* Begin INFORMATION SUPPLIED *
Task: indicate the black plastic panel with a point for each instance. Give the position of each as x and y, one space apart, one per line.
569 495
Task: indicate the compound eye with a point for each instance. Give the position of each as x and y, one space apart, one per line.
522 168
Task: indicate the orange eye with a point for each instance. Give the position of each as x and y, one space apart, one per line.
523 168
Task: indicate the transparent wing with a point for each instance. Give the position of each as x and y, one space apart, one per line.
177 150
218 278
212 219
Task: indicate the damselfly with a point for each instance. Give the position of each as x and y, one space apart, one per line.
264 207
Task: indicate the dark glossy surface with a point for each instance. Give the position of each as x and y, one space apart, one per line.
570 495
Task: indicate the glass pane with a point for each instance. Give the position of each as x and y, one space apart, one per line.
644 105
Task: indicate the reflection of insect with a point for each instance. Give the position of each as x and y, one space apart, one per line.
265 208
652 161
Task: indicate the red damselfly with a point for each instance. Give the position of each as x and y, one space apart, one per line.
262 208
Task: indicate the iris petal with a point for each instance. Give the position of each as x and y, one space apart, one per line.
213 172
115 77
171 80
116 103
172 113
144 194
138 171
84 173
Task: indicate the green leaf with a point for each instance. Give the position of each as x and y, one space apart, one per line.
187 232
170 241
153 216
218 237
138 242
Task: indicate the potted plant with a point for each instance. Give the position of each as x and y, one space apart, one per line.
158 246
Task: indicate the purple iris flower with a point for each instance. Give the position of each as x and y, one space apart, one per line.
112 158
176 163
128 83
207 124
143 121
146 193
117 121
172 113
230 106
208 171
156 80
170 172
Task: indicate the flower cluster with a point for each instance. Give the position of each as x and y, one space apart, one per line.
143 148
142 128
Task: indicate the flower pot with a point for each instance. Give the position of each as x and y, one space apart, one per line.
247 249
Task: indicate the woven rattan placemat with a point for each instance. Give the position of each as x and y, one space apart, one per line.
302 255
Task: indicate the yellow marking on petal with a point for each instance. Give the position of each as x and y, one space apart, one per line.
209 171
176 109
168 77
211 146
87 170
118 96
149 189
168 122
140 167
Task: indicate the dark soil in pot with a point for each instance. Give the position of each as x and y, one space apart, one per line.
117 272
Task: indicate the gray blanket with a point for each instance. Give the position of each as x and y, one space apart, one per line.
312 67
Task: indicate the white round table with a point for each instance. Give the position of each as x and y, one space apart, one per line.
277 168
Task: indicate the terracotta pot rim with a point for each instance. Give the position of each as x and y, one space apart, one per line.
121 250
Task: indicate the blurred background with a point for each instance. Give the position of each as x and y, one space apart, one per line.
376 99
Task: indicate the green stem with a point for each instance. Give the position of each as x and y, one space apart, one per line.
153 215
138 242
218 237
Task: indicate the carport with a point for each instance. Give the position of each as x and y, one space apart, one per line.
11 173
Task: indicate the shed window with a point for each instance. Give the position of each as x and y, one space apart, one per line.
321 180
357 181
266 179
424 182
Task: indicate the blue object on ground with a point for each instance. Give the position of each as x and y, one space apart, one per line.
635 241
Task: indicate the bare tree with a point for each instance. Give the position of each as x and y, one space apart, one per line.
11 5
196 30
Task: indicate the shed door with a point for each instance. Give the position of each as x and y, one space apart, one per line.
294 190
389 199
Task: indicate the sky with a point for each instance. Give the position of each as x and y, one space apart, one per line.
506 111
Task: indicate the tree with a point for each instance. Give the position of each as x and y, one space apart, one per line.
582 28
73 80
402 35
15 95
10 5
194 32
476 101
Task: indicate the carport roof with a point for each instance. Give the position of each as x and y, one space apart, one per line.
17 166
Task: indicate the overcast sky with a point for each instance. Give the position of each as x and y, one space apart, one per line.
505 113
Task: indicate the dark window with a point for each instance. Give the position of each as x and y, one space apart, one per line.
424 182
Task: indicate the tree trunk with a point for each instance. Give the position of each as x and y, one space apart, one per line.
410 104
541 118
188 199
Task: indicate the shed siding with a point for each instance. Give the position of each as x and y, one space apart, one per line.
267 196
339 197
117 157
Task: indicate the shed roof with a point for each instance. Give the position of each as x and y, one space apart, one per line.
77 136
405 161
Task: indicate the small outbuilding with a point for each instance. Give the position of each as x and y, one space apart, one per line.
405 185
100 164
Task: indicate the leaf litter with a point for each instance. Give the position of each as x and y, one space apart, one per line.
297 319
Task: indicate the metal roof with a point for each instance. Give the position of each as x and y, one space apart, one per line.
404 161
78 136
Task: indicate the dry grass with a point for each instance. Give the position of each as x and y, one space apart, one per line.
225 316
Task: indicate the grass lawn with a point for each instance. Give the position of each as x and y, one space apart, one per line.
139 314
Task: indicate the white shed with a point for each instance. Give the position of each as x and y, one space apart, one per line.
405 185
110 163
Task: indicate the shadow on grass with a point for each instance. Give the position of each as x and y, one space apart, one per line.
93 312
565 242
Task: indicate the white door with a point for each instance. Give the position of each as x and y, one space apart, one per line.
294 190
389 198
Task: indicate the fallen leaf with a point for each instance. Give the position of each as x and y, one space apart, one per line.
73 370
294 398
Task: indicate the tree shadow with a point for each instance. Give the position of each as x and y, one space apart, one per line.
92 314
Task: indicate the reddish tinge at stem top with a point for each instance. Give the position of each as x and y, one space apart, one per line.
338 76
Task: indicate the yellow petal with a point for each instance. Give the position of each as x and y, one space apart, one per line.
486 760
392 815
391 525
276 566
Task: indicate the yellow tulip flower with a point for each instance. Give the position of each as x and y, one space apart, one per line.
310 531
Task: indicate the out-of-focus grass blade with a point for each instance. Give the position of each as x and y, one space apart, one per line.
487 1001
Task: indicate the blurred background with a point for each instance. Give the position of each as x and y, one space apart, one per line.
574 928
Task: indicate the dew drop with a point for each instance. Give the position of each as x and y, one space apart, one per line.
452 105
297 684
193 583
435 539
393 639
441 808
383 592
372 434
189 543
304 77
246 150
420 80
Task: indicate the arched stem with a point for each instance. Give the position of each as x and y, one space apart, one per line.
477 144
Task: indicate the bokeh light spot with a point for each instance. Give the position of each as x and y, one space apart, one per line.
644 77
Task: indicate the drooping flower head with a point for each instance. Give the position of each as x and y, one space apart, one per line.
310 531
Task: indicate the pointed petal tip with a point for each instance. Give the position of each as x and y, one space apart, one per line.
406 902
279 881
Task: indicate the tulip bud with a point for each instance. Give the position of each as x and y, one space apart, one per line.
* End INFORMATION SUPPLIED *
■ WHAT YOU WILL DO
Reproduce the listing in full, replacing every occurrence of "indicate" with "mark" and leaving all other text unchanged.

■ RESULT OF THIS TASK
Task: mark the black plastic panel with a point for each instance. Give the position of each as x and y, one space apart, one per line.
569 495
Task: mark the compound eye with a point for each instance. Give the position of each as x and y, one space apart, one per line.
522 168
Task: mark the orange eye with a point for each instance. Give the position of each as x and y, one space apart, one per line.
523 168
Task: mark the transparent wing with a point for each instance. Give the position of each as x and y, one space apart, one per line.
177 150
218 278
212 219
Task: mark the damselfly with a point for each instance. Give the position of each as x and y, one space apart, one per line.
264 207
Task: mark the dark glossy surface with a point for each instance. Give the position of each as x and y, one space apart, one per line.
570 495
Task: mark the glass pane with a point for each instance. Give the position of each as x and y, one space apart, one per line.
644 105
Task: mark the reflection of insect with a point for each instance. Give the position of each as x and y, one space apart, one per line.
265 208
652 161
Task: mark the red damselfly with a point for each instance. Give the position of each as x and y, one space apart, one per line.
262 208
Task: mark the iris petal with a point for each instance. Give the position of each as x and y, one space apart, one per line.
213 172
115 77
171 80
116 103
172 113
144 194
138 171
84 173
Task: mark the green leaf with a point for each instance. Give the position of each as x and y, one space apart, one per line.
187 232
170 241
153 216
218 237
138 242
Task: mark the potted plant with a point for each instance. Give the position of each as x and y, one space apart, one per line.
158 246
Task: mark the purple iris flower with a point for each instance. Give the position of each as x and y, one space apart, one per line.
112 158
176 163
128 83
207 124
143 121
146 193
117 121
172 113
230 106
208 171
156 80
170 172
Task: mark the flower cluster with a point for each instance. Give the position of each as x and y, one space apart, one per line.
143 148
142 128
Task: mark the flower pot with a point for each instance. Give the position of each as x and y, one space apart, one per line.
247 249
Task: mark the woven rattan placemat with a point for each instance. Give the position of each as x and y, one space apart, one per line.
302 255
Task: mark the yellow marking on petal with a point for each instance. Give the position of each as x and y, one space apart, one per line.
209 171
176 109
168 77
211 146
87 170
118 96
149 189
168 122
140 167
Task: mark the dark soil in pot with a point for each instance. Give the position of each as x and y, one space apart, one per line.
117 272
Task: mark the gray blanket with a point for each instance. Give the position of each as x and y, one space apart, one per line.
312 67
Task: mark the white round table with a point for each instance. Give the position of each as x and y, one space apart, one per line.
277 168
Task: mark the terracotta pot rim with a point for each instance. Give the position of each as x and y, one space apart, one per line.
121 250
Task: mark the blurred background with a point for each instance. Give the position of each as x and y, one space apart, one per line.
376 99
Task: mark the green stem with a point for each instance. Give the position of each as x and y, one space apart, one per line.
153 215
138 242
218 237
Task: mark the carport with a point for each instance. Give the position of each as x and y, one space apart, one per line.
11 173
Task: mark the shed window with a point for each instance. Give the position of each as x and y, one space apart, one per line.
321 180
357 181
266 179
424 182
Task: mark the blue object on ground with a point for each instance. Give the position of each as x and y, one space apart, one per line.
635 241
Task: mark the bare tree with a point for each instance. Give the position of each as x and y, one space apart, one per line.
11 5
196 30
Task: mark the shed door with a point for each instance. Give the position of each as x and y, one space apart, one per line.
294 190
389 199
Task: mark the sky with a point for each instance. Give the position of each as x and y, one space apart, one per line.
506 111
Task: mark the tree with a point for each instance. Give the position of each as x and y, one space apart, one per line.
582 28
73 80
402 35
15 95
10 5
194 32
476 101
Task: mark the carport roof with a point for each instance. Give the position of each as x and y, one space apart, one per line.
17 166
Task: mark the overcast sky with a point for each instance. Give the position of each as x and y, one space apart, one per line.
505 113
Task: mark the dark window with a point for each instance. Give the position of each as x and y, one space apart, one per line.
424 182
Task: mark the tree trunk with a point for each instance. Give the position of each as x and y, one space apart, one per line.
410 104
541 118
188 199
Task: mark the shed siding with a point for each instance. Give the position of each as x and y, one space apart, one per line.
267 196
339 197
117 157
Task: mark the shed roof with a point for each instance. Give the position of each as x and y, one space apart, one per line.
77 136
405 161
Task: mark the small outbuilding with a point for each instance. Give the position of each as x and y, one space apart, one per line.
405 185
100 164
Task: mark the leaf litter with a point for each instance. Give the position of each as x and y, one space apart, one per line.
297 319
Task: mark the metal roof with a point for each instance. Give the position of each as x and y, one space apart, one per line.
404 161
78 136
Task: mark the dry grass with a point for each instance. Give the position of each as x and y, one space apart, one per line.
225 316
Task: mark the grass lawn with a point for each instance. Give the position of each as x and y, one space apart, one per line.
139 314
Task: mark the white shed with a point for each instance. Give the position of each as x and y, one space apart, one per line.
405 185
110 163
Task: mark the shadow on grass with a point for each instance. Give the position of each as x and y, one space apart, one per line.
93 312
565 242
Task: mark the white door with a point for each instance. Give the position of each as x and y, one space apart, one per line.
294 190
389 198
Task: mark the fallen leaf with a point for each instance. Give the position of each as x and y, one space apart, one per line.
73 370
294 398
Task: mark the tree shadow with a point for each instance. Give the position of each as x and y, one space apart, one per line.
92 314
Task: mark the reddish tinge at stem top with a point for each instance. Give the position of each as x and y, one space apart, one per line.
338 76
Task: mark the yellow petal with a point for each instance. Give the position of each as x and y, one space apart, one per line.
486 760
392 815
391 525
276 566
Task: mark the yellow tulip flower with a point for each instance. Give the position of each as x and y, one space apart, one per line.
310 531
Task: mark the out-of-focus grass blade with a point for each instance. Give the position of each as x and y, one space apart, one per line.
487 1001
Task: mark the blurred background with a point for each instance. Give the position of each as x and y, one space apart, one per line.
574 928
Task: mark the dew drop with a point for each instance. Give the position of each as x and y, one space apart, one per line.
452 105
297 684
193 583
435 539
393 639
441 808
383 592
372 434
189 543
304 77
246 150
420 80
Task: mark the arched stem with a point for each instance. Give the position of each as x and y, one space apart, one per line.
477 144
Task: mark the bokeh light spot with a point for each instance. Give the position of each as x and y, one space apart, one per line.
644 77
Task: mark the drooping flower head with a point for each instance. Give the position of each as x and y, one space apart, one per line.
310 531
Task: mark the pointed petal tip with a point for each instance. Give the position of each as x and y, one space apart, one per line.
406 902
279 881
Task: mark the tulip bud with a point for each instance. Give the position of each as x and y, one space apart, one per line.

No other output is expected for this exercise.